## Problem to solve
Locate each line of the data below that contains the string "black", and copy those lines.

[Spatial annotation data]
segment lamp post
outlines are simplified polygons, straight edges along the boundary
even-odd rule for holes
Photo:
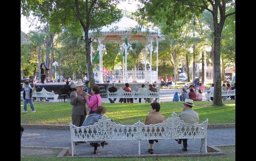
[[[57,78],[56,76],[56,66],[58,66],[59,65],[59,64],[56,61],[55,61],[54,62],[54,63],[53,63],[53,65],[54,66],[54,67],[55,67],[55,79],[57,79]]]

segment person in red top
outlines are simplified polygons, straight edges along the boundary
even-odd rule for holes
[[[194,89],[192,88],[190,89],[190,92],[189,93],[189,98],[195,101],[196,101],[196,93],[194,91]]]
[[[92,96],[86,93],[86,104],[88,106],[88,115],[95,114],[98,107],[101,105],[101,97],[99,95],[99,87],[95,85],[92,87],[91,92]]]
[[[123,88],[123,90],[125,92],[132,92],[132,89],[129,87],[129,84],[128,83],[125,83],[125,87]],[[133,103],[133,98],[120,98],[119,100],[119,102],[122,103],[123,101],[124,102],[124,103],[126,103],[126,99],[127,99],[127,102],[129,103]]]

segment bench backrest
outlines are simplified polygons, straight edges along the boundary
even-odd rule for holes
[[[23,97],[23,91],[21,91],[21,97]],[[58,95],[58,96],[59,95]],[[48,92],[43,87],[42,90],[40,92],[37,92],[34,91],[32,94],[32,96],[35,97],[47,97],[50,98],[53,98],[56,97],[57,95],[54,94],[53,91],[52,92]]]
[[[77,127],[69,122],[72,141],[137,140],[139,138],[138,123],[132,125],[117,124],[105,115],[93,125]]]
[[[163,139],[203,138],[206,136],[208,119],[200,124],[185,122],[174,113],[167,120],[156,125],[140,126],[142,140]]]
[[[151,92],[148,88],[143,91],[138,92],[133,91],[131,92],[125,92],[122,88],[115,92],[107,93],[108,98],[159,98],[160,91],[156,92]]]
[[[172,117],[156,125],[145,125],[139,121],[133,125],[111,122],[107,117],[93,125],[77,127],[69,123],[72,141],[149,140],[206,138],[208,120],[200,124],[185,123],[174,113]]]
[[[213,97],[214,94],[214,91],[211,91],[209,93],[205,95],[207,97]],[[221,89],[221,96],[235,96],[235,89],[230,91],[229,89],[227,90],[224,90]]]

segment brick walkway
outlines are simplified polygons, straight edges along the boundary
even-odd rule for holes
[[[21,139],[22,146],[39,146],[71,147],[70,131],[64,130],[25,129]],[[135,140],[108,141],[108,144],[98,147],[100,155],[120,155],[138,154],[138,143]],[[200,139],[189,139],[188,150],[182,150],[182,144],[174,140],[159,140],[154,144],[154,154],[186,154],[199,151]],[[148,154],[149,144],[147,140],[141,142],[141,154]],[[208,129],[207,145],[235,144],[235,128]],[[76,146],[78,156],[93,156],[93,147],[89,143],[79,143]]]

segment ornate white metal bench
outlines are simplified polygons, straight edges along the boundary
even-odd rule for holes
[[[75,142],[101,140],[138,140],[138,154],[140,154],[141,140],[201,139],[200,151],[203,147],[207,152],[206,130],[208,119],[200,124],[184,122],[174,113],[163,122],[145,125],[138,122],[134,125],[123,125],[111,122],[104,115],[93,125],[77,127],[69,122],[72,155],[76,155]]]
[[[23,91],[21,91],[20,97],[21,101],[23,101]],[[55,94],[53,91],[51,92],[48,92],[43,87],[42,90],[40,92],[37,92],[36,91],[34,91],[32,95],[33,97],[36,97],[36,101],[39,101],[40,98],[42,97],[43,98],[44,101],[45,101],[45,98],[54,98],[54,102],[57,102],[59,94]]]
[[[133,91],[131,92],[125,92],[121,88],[115,92],[109,92],[108,91],[108,98],[158,98],[160,103],[160,91],[157,92],[151,92],[148,88],[145,91],[138,92]]]
[[[235,89],[231,91],[229,89],[227,90],[226,91],[221,90],[221,96],[226,96],[226,100],[227,100],[227,96],[235,96]],[[206,94],[205,97],[206,97],[206,100],[210,101],[211,100],[210,97],[213,97],[213,95],[214,93],[213,91],[210,91],[209,93]]]

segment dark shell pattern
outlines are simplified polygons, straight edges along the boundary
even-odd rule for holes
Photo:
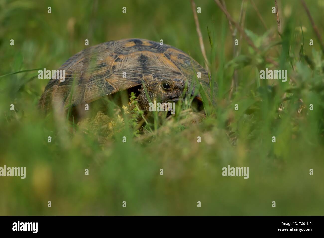
[[[65,80],[52,79],[46,86],[39,102],[45,111],[52,101],[64,106],[71,100],[75,106],[152,79],[188,80],[188,87],[192,87],[193,91],[196,82],[201,82],[207,94],[210,94],[208,73],[197,62],[173,46],[146,40],[112,40],[89,47],[71,57],[58,69],[65,70]],[[197,77],[198,72],[200,78]],[[200,98],[199,95],[197,97]]]

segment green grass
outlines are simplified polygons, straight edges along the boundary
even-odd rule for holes
[[[226,2],[237,21],[240,1]],[[57,69],[88,47],[86,39],[89,46],[163,39],[204,65],[189,1],[0,0],[0,76],[6,75],[0,77],[0,167],[26,168],[24,179],[0,177],[0,215],[323,215],[323,56],[299,1],[279,1],[281,38],[271,13],[274,1],[255,2],[269,30],[248,1],[245,29],[260,53],[238,32],[241,50],[233,57],[224,14],[213,1],[195,1],[202,9],[211,87],[218,86],[210,95],[214,102],[203,96],[207,116],[202,118],[191,112],[188,98],[174,116],[157,115],[145,122],[139,134],[139,120],[133,115],[140,113],[125,113],[107,98],[80,123],[52,113],[44,116],[37,105],[48,80],[29,71]],[[324,6],[306,3],[324,37]],[[266,67],[287,70],[287,82],[260,79]],[[238,86],[230,97],[235,70]],[[118,96],[126,105],[129,96]],[[103,105],[107,116],[95,117]],[[229,164],[249,167],[249,179],[223,176]]]

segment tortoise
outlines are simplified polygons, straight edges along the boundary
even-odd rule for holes
[[[170,45],[143,39],[112,40],[89,47],[70,58],[58,70],[65,71],[65,79],[52,77],[49,82],[39,104],[44,111],[54,103],[62,108],[75,106],[142,85],[138,101],[147,113],[147,95],[152,101],[176,102],[183,97],[188,81],[186,87],[192,88],[190,93],[194,95],[198,72],[206,94],[210,91],[207,72],[190,56]],[[189,93],[188,89],[185,92]]]

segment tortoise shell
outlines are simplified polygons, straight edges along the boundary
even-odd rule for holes
[[[210,90],[208,73],[189,55],[171,46],[142,39],[112,40],[89,47],[69,58],[58,70],[65,70],[65,80],[49,82],[39,101],[45,111],[52,102],[75,106],[155,78],[180,77],[188,80],[193,94],[198,72],[207,94]],[[200,99],[199,94],[197,97]]]

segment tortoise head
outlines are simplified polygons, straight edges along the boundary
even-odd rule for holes
[[[151,102],[156,101],[157,103],[177,102],[183,97],[185,85],[185,80],[180,77],[160,79],[151,78],[146,81],[144,86],[142,84],[141,89],[139,89],[140,92],[137,97],[137,100],[141,109],[147,114],[149,111],[149,102],[144,87]]]

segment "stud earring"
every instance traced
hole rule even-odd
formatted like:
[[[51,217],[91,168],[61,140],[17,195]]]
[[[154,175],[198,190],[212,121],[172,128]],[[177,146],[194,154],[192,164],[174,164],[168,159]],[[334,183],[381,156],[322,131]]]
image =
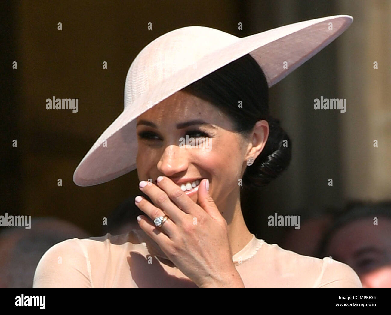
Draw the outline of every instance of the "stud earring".
[[[249,166],[252,165],[254,163],[254,158],[252,156],[249,159],[247,159],[247,165]]]

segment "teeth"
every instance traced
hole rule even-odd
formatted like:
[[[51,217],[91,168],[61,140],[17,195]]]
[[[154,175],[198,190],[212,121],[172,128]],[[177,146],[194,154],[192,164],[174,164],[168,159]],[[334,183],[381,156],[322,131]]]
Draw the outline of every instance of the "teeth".
[[[196,188],[196,187],[199,185],[199,183],[201,182],[201,181],[199,179],[194,181],[192,182],[188,182],[186,184],[183,184],[181,185],[181,189],[183,191],[186,191],[187,190],[191,190],[192,189]]]

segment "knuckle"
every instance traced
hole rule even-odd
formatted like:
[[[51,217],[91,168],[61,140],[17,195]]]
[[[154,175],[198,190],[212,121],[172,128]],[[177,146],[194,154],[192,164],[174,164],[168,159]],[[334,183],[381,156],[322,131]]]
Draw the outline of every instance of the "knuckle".
[[[165,194],[163,194],[158,197],[157,202],[159,205],[161,205],[166,202],[168,198],[168,196]]]
[[[172,193],[172,198],[176,199],[179,198],[183,194],[183,191],[180,188],[178,188],[175,189]]]
[[[155,208],[151,213],[152,215],[152,218],[155,218],[160,216],[160,212],[159,209]]]

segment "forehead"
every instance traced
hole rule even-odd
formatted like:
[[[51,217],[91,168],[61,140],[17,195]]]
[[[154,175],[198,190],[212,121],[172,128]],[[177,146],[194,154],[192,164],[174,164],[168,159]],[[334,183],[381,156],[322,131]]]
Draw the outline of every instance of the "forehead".
[[[178,91],[137,117],[158,126],[176,124],[190,119],[202,119],[207,123],[231,129],[228,116],[217,106],[183,91]]]

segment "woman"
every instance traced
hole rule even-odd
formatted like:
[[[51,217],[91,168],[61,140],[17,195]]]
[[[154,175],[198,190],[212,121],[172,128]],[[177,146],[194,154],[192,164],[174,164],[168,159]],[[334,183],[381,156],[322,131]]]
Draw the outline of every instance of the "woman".
[[[240,200],[242,185],[264,186],[290,159],[289,137],[269,115],[268,87],[352,20],[322,18],[243,39],[189,27],[145,48],[128,73],[124,111],[74,177],[90,186],[136,165],[148,198],[135,202],[145,215],[129,233],[53,246],[33,286],[360,287],[346,265],[256,238]]]

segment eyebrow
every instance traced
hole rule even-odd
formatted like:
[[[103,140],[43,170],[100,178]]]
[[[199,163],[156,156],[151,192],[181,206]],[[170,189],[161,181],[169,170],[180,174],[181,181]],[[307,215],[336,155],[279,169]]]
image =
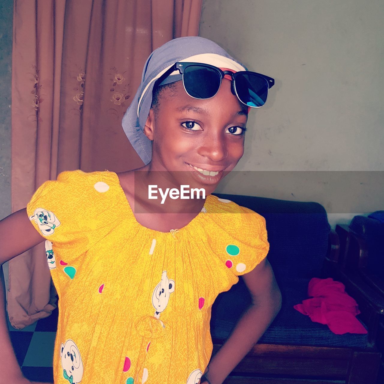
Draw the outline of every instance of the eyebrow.
[[[196,113],[201,113],[202,114],[207,115],[209,114],[208,109],[205,108],[201,108],[200,107],[195,107],[193,105],[185,105],[184,107],[181,107],[177,108],[177,111],[179,112],[195,112]],[[245,109],[241,109],[240,111],[235,112],[233,116],[248,116],[248,112],[247,110]]]

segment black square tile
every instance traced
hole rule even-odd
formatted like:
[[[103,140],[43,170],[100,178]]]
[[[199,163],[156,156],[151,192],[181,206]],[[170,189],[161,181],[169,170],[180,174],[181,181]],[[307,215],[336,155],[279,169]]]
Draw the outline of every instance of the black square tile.
[[[55,332],[57,330],[59,310],[55,308],[48,317],[38,320],[35,330],[37,332]]]
[[[17,362],[21,367],[23,365],[33,333],[11,331],[9,333]]]
[[[32,381],[53,382],[53,368],[51,367],[22,367],[24,377]],[[68,382],[69,384],[69,382]]]

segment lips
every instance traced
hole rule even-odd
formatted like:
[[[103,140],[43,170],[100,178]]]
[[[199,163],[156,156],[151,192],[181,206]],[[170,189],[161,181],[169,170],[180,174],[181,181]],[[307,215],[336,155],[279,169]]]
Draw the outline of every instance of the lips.
[[[196,166],[192,165],[192,164],[190,164],[189,163],[186,163],[185,164],[188,164],[196,170],[200,172],[200,173],[201,173],[202,175],[204,175],[204,176],[216,176],[218,174],[219,172],[221,172],[223,170],[222,169],[220,169],[219,170],[212,170],[208,169],[204,169],[203,168],[197,167]]]

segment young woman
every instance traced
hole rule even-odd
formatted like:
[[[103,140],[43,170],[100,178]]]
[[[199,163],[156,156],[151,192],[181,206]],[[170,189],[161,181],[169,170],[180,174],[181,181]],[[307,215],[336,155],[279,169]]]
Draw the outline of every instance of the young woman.
[[[265,220],[211,194],[272,85],[210,40],[167,43],[123,119],[146,165],[63,172],[0,222],[2,263],[46,240],[59,298],[55,384],[220,384],[270,324],[281,296]],[[182,185],[205,197],[176,198]],[[240,275],[253,305],[211,359],[212,305]],[[25,382],[0,321],[0,366]]]

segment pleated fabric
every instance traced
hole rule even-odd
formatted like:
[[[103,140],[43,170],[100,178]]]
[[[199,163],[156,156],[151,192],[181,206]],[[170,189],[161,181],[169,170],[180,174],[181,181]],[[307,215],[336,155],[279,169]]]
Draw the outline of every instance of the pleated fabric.
[[[27,211],[59,296],[55,384],[197,384],[212,304],[269,248],[263,217],[212,195],[182,228],[147,228],[108,171],[61,172]]]

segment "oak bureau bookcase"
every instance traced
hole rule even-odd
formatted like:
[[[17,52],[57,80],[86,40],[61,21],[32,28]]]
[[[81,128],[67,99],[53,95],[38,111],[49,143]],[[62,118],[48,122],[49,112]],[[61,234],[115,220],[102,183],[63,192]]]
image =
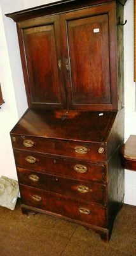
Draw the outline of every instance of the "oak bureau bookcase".
[[[29,109],[11,131],[22,211],[109,241],[124,198],[123,6],[66,0],[7,14]]]

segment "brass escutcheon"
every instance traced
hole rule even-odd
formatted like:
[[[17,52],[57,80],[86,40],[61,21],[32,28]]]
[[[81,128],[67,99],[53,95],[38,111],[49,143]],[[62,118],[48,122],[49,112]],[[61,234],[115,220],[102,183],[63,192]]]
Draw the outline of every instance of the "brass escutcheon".
[[[12,141],[15,142],[16,141],[16,138],[15,137],[12,137]]]
[[[60,71],[61,71],[61,70],[62,70],[62,60],[58,60],[58,70]]]
[[[36,161],[36,157],[32,156],[27,156],[25,158],[25,160],[31,164],[34,164]]]
[[[25,140],[23,142],[23,144],[25,147],[27,147],[27,148],[31,148],[34,145],[34,141],[32,141],[31,140]]]
[[[87,167],[83,164],[76,164],[74,169],[75,171],[79,172],[80,173],[84,173],[87,172]]]
[[[81,207],[81,208],[79,208],[78,210],[79,210],[79,212],[80,213],[82,213],[83,214],[89,215],[91,213],[90,211],[88,209]]]
[[[37,182],[39,180],[39,177],[36,175],[35,174],[31,174],[29,176],[29,179],[34,182]]]
[[[104,148],[99,148],[99,153],[102,154],[104,152]]]
[[[41,197],[37,195],[33,195],[31,197],[34,201],[36,202],[41,202],[42,200]]]
[[[77,190],[82,193],[88,193],[89,188],[83,185],[78,185],[77,186]]]
[[[85,147],[77,146],[74,148],[75,151],[79,154],[86,154],[88,149]]]

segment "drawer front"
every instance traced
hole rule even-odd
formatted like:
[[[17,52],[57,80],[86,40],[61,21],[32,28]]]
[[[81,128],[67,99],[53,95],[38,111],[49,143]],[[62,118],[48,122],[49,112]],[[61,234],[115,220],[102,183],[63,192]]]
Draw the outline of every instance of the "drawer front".
[[[79,180],[105,182],[106,166],[14,150],[17,166]],[[29,161],[30,160],[30,161]],[[31,162],[31,163],[30,163]]]
[[[104,143],[76,142],[11,135],[14,149],[38,152],[89,161],[105,161],[106,146]]]
[[[53,212],[90,225],[106,227],[106,209],[51,194],[41,189],[20,186],[22,204]]]
[[[20,168],[17,170],[20,184],[78,200],[105,204],[105,185],[62,178]]]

## Problem solution
segment black square tile
Draw the outline of every instance of the black square tile.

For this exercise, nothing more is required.